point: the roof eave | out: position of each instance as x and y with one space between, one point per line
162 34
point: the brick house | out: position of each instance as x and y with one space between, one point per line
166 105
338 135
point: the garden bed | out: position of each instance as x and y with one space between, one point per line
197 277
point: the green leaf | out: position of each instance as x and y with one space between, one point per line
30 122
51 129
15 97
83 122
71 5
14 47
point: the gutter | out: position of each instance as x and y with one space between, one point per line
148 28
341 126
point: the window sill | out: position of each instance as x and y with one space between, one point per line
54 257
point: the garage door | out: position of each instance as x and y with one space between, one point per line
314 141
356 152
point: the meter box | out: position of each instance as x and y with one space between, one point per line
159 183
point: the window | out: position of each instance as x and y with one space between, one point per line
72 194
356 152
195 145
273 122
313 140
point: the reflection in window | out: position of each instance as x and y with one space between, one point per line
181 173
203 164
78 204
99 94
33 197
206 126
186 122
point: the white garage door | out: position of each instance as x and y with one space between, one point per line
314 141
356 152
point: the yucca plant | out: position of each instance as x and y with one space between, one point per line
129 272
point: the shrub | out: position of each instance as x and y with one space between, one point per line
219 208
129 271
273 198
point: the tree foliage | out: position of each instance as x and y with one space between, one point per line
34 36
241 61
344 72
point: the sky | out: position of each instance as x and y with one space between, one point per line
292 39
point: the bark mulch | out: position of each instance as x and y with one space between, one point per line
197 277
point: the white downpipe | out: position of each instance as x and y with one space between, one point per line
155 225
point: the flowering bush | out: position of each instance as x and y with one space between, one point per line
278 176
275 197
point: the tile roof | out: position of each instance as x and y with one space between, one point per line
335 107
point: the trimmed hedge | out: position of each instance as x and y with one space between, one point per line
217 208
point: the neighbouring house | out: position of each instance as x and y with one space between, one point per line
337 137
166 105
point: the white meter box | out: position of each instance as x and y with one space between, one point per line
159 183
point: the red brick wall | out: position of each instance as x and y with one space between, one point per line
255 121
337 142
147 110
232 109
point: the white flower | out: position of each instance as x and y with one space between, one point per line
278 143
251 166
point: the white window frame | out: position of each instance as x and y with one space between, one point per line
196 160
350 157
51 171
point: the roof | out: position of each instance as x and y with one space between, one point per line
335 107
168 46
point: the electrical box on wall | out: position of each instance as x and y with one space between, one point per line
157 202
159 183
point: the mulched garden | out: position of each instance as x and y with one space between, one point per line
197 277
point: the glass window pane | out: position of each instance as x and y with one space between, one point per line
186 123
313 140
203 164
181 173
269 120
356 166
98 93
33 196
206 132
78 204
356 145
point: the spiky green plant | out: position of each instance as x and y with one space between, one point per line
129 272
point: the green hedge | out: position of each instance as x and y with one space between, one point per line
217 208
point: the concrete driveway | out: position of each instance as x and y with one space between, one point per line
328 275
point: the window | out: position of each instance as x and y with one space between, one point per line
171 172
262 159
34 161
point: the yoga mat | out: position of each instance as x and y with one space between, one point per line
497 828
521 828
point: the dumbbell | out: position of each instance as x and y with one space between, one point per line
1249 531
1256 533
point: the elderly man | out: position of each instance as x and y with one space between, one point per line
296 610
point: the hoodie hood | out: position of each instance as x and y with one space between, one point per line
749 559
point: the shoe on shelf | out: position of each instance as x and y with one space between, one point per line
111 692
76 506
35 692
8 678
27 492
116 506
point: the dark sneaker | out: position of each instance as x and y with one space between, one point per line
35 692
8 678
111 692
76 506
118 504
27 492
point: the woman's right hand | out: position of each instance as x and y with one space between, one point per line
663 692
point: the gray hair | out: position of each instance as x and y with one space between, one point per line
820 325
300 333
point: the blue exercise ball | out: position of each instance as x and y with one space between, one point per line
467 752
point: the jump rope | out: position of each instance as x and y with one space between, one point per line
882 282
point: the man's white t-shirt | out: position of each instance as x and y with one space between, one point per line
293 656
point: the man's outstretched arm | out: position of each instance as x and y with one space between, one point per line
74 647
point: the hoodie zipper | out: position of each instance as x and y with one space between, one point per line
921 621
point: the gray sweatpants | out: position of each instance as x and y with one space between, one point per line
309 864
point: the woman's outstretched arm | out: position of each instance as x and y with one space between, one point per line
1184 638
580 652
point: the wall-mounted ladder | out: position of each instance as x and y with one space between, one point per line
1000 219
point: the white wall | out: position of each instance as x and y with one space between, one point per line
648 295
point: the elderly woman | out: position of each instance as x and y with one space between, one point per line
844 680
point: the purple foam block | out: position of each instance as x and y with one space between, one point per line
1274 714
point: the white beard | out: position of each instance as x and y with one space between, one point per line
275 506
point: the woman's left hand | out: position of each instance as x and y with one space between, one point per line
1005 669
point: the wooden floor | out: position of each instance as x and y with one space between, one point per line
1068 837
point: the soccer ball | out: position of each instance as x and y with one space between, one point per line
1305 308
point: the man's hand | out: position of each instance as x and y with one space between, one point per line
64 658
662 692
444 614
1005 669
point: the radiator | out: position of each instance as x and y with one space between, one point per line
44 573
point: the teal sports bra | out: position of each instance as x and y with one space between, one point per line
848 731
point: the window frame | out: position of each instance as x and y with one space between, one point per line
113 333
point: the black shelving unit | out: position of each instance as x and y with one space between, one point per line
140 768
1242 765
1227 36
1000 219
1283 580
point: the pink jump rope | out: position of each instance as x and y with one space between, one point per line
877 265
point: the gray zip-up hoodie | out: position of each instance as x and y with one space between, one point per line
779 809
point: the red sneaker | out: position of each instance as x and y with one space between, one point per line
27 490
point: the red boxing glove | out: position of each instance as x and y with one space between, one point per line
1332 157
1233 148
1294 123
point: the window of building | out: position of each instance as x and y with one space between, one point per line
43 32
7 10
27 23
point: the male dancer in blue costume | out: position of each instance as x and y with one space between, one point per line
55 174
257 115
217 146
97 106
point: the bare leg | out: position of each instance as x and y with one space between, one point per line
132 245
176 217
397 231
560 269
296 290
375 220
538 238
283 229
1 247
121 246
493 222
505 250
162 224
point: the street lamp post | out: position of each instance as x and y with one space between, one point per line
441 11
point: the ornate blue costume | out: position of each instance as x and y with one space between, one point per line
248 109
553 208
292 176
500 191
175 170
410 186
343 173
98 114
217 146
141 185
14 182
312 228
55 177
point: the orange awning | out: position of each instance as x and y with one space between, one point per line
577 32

# # # # #

> _SHORT TASK_: Copy out the full listing exactly.

> _SOLUTION TO THIS EXERCISE_:
point: the roof eave | out: position of each instance as x and y with one space between, one point per line
162 34
point: the brick house | out: position of each instance as x and y with one space between, one point per line
166 105
338 135
point: the garden bed | out: position of each instance as x and y with one space between, one point per line
197 277
point: the green leaf | out: position of each instance as x and y with one space between, one point per line
30 122
51 129
15 97
83 122
71 5
14 47
point: the gutter | out: position of each instance as x and y with one space between, one point per line
148 28
341 126
point: the window sill | out: position of each instance as x and y with one space between, one point per line
54 257
point: the garage door | out: position of each instance as x and y with one space between, one point per line
314 141
356 152
point: the meter box | out: position of each instance as x and y with one space between, one point per line
159 183
point: the window | out: position of each instance as x and y with one space between, one point per line
72 194
356 152
195 145
273 122
313 140
point: the reflection in window | out: position of each instance as x and y with one space between, one point per line
181 173
203 164
78 204
99 94
33 197
206 126
186 122
point: the white garage door | out: position of each instance as x and y with one space between, one point per line
314 141
356 152
point: the yucca plant | out: position of each instance as x and y with one space between, one point per line
129 272
point: the shrub | out: position of each instance as x and y with one space between, one point per line
219 208
129 271
273 198
point: the tree foliage | out: position of each instance as x and y with one space between, one point per line
34 36
241 61
344 72
point: the sky | out: position of each instance as x and y with one space between, one point per line
292 39
point: the bark mulch | out: position of each instance as x and y with one space between, one point per line
197 277
point: the white downpipe | out: position of each instance as x and y with one space between, one point per line
155 225
point: the flowering bush | out: position of each instance as x and y with one space between, one point per line
278 176
275 197
point: the tile roof | out: position of each instance as x and y with one space between, one point per line
335 107
point: the trimmed hedge | out: position of each instance as x and y with one space between, one point per line
217 208
point: the neighbouring house | out: position of each instance as x and y with one space between, one point per line
337 137
166 105
point: the white meter box | out: position of each instance as x and y with one space between, one point per line
159 183
point: the red brick wall | out: position of each instance as x and y with one space between, one point per line
255 121
337 142
147 110
232 109
point: the white flower | out: position of each instance as x and y with one space between, one point per line
278 143
251 166
point: the white window frame | out: position of each instance as x and y with one space between, one point per line
196 160
350 157
51 171
point: the roof | out: position of each instance as x and y with one space between, one point per line
335 107
168 46
point: the electrical box on wall | out: position of each instance as x and y with one space between, one point per line
157 202
159 183
point: the mulched garden | out: position of each instance as x and y with one space between, one point per line
197 277
point: the glass window pane | out: position of each instance as x and y with one space between, one point per line
186 123
313 140
203 164
181 173
269 120
356 166
98 93
33 196
206 132
78 204
356 145
point: the spiky green plant | out: position of each instance as x and y with one space between, one point per line
129 272
point: the green hedge | out: position of each instance as x and y with one space between, one point per line
217 208
point: the concrete driveway | out: position of each instance as x and y with one space between, one point per line
328 275
point: the window | out: position of each instance as x and y with one space between, one point per line
171 172
262 159
34 161
point: the yoga mat | out: position of each instance as x and y with one space between, one point per line
497 828
521 828
point: the dumbbell | out: position of each instance as x and y with one space between, one point per line
1249 531
1256 533
point: the elderly man | out: position of each instance as x and y with one space between, one point per line
296 610
point: the hoodie hood | out: position of each instance as x and y with one space between, one point per line
749 559
point: the shoe on shelf | out: position of each instance as x and y with one space between, one point per line
111 692
76 506
35 692
8 678
27 492
116 506
point: the dark sneaker | out: position of each instance as x and y with one space between, one point per line
35 692
8 678
111 692
76 506
118 504
27 492
point: the woman's right hand | out: position of each instance as x and y with one space between, one point per line
663 692
point: the gray hair | out: position of each instance as x and y with one space between, one point per line
820 325
300 333
point: the blue exercise ball | out: position of each instance as x and y with one space between, one point per line
467 752
point: the jump rope | out: position of each instance as x and y with one space between, one point per line
882 282
point: the man's white t-shirt | out: position of each instance as x and y with one space between, one point per line
293 656
point: the man's outstretched arm | out: position of each instance as x and y with one space between, one point per line
74 647
point: the hoodie zipper | out: position of each instance as x and y with one space between, one point per line
921 621
point: the gray sweatpants | out: position of each instance as x and y with one space between, one point per line
309 864
point: the woman's outstretched arm | out: position of each instance as x and y with one space between, one point per line
1184 638
580 652
point: the wall-mounted ladder | out: position of each instance as x and y with one space between, one point per line
1000 219
point: the white wall | out: position of each instance as x and y with one space between, one point per line
648 295
point: the elderly woman | out: position of each instance as x and y with one space between, one point per line
844 680
point: the purple foam block | out: position of each instance as x and y with one space between, one point per line
1274 714
point: the white beard | out: position of each instance as x and y with one space between, one point per line
275 506
point: the woman's left hand | out: position of each instance as x and y with one space between, one point per line
1005 669
point: the wooden floor | out: position of each instance as x and y with one space between, one point per line
1068 837
point: the soccer ball | out: position of each instance as x and y with one space between, one point per line
1305 308
point: the man's hand | out: position of each instance as x and y with one space between, one point per line
64 658
662 692
444 614
1005 669
point: the radiator | out: position of each instance as x and y with one space between, one point per line
44 573
point: the teal sports bra | out: position of each instance as x and y with one space between, one point per line
848 731
point: the window frame | out: position of each instance as x and y with one space between, one point per line
113 333
point: the black shelving unit | out: position of each instance as x and y with one space between, one point per line
140 768
1242 765
1227 36
1000 219
1283 580
point: the pink jump rope | out: position of each instance as x and y with one space between, one point per line
877 265
point: the gray zip-up hoodie | out: position of each instance as x and y with one space between, one point per line
779 809
point: the red sneaker | out: position of each instance as x and y with one space between, one point per line
27 490
point: the red boxing glove | out: position of each instance as x and y with one space between, one point per line
1332 157
1233 148
1294 123
point: the window of building | out: position of each instance as x and y with one space between, one point per line
43 32
7 10
27 23
point: the male dancer in blue costume | out: position of each instance as x and y with one space between, one point per line
55 174
257 115
217 146
97 106
point: the bare leg | out: position of each instance as x and y with one space between, one point per line
132 245
176 217
397 231
560 269
296 290
375 220
538 238
283 229
1 247
121 246
493 222
505 250
162 224
point: the street lamp post | out: position of each instance as x and y with one space between, one point per line
441 11
point: the ornate blue costume | out: position of each instance as x and y with one space between, one point per line
248 109
553 208
292 176
500 191
175 170
410 186
343 173
98 114
217 146
141 185
14 182
312 228
55 177
point: the orange awning | out: position of each instance as x and y with one space between, one point per line
577 32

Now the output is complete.